[THE DATA]
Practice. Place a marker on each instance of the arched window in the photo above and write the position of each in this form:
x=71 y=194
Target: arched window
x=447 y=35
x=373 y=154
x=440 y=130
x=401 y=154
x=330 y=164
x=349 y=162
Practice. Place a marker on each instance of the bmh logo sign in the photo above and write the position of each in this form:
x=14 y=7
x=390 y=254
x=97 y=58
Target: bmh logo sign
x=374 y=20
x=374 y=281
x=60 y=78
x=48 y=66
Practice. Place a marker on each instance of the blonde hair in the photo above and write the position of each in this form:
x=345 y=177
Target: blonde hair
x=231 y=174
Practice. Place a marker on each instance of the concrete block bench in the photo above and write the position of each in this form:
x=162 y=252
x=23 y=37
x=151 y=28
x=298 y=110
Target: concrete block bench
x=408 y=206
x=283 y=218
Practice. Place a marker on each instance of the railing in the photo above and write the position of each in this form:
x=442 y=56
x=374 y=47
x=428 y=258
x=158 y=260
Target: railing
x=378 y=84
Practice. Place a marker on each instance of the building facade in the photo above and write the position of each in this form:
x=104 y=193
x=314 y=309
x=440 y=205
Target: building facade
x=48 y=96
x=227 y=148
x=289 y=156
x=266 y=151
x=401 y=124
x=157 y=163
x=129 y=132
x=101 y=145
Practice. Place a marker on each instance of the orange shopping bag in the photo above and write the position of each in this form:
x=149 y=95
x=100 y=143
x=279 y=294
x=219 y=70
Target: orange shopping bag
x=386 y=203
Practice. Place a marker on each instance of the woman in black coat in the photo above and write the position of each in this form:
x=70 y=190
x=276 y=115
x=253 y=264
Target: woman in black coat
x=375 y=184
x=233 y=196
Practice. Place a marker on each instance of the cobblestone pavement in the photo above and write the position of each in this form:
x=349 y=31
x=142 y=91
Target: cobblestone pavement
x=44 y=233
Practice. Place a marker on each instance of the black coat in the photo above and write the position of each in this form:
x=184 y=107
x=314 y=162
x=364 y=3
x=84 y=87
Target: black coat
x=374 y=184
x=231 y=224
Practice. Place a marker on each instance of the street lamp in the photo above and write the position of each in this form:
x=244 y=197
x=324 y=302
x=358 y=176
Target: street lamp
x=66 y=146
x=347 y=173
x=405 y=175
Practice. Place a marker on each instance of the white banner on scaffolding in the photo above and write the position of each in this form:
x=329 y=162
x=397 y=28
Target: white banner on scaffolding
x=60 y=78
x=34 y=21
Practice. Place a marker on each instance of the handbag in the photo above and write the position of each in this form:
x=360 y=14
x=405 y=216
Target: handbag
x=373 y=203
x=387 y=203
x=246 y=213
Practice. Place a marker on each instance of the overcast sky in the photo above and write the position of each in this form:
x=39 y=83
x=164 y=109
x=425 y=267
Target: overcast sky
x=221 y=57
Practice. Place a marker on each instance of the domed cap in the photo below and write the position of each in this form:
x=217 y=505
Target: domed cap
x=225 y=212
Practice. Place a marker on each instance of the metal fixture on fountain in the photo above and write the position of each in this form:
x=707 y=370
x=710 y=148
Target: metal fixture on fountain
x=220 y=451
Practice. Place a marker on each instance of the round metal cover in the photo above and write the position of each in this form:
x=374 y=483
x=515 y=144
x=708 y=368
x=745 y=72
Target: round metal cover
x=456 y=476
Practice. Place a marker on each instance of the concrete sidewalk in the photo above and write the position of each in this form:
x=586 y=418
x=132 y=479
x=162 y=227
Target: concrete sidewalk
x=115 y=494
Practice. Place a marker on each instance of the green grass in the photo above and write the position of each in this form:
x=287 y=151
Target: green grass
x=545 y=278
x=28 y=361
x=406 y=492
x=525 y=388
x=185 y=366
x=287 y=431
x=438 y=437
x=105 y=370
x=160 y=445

[EXERCISE REQUIREMENTS] Retype the items exactly, from the first line through the line containing "x=349 y=162", inclusive.

[ANSWER BELOW]
Practice. Place a marker on each instance of the arched window in the photo above and write the position of each in this form:
x=71 y=194
Target: arched window
x=447 y=35
x=373 y=154
x=440 y=130
x=401 y=154
x=330 y=164
x=349 y=162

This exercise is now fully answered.